EXERCISE DIRECTIONS
A single number is the answer: how many lines of the entries contain the word "tree"?

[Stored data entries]
++++++++++++++++++++
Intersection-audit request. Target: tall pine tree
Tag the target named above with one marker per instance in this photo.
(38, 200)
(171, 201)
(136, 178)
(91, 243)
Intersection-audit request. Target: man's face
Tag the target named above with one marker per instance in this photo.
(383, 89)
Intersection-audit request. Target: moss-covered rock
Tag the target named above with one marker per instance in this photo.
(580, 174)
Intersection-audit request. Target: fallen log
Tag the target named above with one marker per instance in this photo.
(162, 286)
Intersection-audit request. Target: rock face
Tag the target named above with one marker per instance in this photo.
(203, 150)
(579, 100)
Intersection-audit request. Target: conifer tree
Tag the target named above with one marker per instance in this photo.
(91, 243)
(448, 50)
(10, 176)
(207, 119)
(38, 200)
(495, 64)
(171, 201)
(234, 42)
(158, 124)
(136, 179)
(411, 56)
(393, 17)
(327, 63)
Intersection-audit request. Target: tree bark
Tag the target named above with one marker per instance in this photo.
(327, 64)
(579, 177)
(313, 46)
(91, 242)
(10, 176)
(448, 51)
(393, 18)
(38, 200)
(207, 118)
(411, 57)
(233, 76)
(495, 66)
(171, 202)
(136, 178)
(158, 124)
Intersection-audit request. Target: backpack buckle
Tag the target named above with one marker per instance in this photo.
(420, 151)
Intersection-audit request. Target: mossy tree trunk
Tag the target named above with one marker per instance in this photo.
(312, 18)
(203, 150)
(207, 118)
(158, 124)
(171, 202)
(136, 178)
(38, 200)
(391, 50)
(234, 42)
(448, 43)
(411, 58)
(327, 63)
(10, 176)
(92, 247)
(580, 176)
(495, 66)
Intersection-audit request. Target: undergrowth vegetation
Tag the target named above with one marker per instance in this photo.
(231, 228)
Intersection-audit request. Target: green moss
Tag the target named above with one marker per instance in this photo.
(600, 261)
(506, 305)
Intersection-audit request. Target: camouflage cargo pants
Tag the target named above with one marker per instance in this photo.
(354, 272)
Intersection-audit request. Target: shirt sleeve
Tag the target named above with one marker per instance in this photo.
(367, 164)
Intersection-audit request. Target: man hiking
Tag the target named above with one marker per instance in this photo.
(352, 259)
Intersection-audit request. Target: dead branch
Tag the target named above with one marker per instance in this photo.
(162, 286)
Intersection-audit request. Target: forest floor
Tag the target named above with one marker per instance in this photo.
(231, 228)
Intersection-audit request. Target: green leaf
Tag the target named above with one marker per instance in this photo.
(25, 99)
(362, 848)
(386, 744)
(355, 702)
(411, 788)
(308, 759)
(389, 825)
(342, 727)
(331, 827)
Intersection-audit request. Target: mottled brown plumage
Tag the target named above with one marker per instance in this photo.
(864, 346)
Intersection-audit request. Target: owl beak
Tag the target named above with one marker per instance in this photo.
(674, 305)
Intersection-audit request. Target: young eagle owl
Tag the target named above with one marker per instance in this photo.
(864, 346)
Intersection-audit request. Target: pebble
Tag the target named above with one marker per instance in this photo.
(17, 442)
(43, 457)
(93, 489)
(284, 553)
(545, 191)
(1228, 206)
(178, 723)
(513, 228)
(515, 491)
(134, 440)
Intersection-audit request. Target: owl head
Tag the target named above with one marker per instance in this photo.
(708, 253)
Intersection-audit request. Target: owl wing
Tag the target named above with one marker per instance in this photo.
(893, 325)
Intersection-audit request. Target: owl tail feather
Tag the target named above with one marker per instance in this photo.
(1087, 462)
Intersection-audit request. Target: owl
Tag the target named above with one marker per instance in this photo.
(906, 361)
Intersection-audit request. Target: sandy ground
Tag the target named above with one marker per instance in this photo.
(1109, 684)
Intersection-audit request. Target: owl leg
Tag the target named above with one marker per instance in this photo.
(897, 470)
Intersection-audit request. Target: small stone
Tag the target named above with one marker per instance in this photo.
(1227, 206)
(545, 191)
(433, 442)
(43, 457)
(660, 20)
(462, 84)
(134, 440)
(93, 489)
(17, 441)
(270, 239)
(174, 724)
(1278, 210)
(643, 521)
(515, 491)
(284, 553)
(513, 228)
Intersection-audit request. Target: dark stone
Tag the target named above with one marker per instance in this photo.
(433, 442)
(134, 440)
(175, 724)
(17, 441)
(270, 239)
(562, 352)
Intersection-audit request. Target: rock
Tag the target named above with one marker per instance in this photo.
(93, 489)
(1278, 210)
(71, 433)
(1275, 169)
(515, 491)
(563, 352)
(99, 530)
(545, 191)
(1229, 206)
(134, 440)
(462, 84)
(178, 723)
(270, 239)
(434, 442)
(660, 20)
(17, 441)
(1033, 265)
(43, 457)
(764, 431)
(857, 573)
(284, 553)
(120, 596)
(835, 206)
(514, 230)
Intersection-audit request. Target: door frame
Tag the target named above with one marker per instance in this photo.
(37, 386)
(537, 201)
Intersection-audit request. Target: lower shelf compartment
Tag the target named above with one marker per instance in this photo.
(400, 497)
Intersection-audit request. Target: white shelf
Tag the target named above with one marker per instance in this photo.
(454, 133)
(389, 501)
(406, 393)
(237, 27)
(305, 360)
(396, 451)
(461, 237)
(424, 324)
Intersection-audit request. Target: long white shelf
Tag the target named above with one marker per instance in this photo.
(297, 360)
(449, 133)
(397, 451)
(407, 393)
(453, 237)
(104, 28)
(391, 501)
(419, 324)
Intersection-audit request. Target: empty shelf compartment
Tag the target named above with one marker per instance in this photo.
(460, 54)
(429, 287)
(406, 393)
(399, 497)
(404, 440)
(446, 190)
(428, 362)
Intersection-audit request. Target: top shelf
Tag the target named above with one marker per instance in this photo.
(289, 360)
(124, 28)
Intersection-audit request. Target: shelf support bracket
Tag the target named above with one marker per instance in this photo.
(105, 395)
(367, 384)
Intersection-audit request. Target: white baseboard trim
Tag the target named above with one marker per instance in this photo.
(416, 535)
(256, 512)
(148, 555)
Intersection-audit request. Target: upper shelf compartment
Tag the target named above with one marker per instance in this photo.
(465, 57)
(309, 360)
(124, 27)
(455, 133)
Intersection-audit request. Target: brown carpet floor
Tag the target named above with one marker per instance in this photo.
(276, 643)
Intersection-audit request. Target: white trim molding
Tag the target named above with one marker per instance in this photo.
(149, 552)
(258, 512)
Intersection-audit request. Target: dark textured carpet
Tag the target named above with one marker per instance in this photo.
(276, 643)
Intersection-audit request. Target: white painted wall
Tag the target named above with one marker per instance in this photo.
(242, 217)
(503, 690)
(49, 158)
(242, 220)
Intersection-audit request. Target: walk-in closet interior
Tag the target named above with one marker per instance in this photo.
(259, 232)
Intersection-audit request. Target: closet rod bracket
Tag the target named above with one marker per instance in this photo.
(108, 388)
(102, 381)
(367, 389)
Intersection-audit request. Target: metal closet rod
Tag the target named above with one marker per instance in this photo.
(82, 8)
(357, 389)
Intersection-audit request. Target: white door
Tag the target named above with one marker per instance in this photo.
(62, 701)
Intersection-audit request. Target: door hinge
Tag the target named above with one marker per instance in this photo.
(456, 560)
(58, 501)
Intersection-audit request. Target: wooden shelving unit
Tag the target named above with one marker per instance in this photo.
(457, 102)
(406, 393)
++++++++++++++++++++
TASK RESULT
4